→ PROBLEM TO SOLVE
Copy every line of the material precisely.

• • • • •

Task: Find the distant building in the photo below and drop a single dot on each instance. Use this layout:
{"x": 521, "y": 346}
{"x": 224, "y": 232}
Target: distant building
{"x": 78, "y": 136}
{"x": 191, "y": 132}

• • • • •

→ EXERCISE SOLUTION
Task: Find the distant building in the photo below and drop a single dot on each instance. Use this layout:
{"x": 521, "y": 346}
{"x": 224, "y": 232}
Target: distant building
{"x": 78, "y": 136}
{"x": 191, "y": 132}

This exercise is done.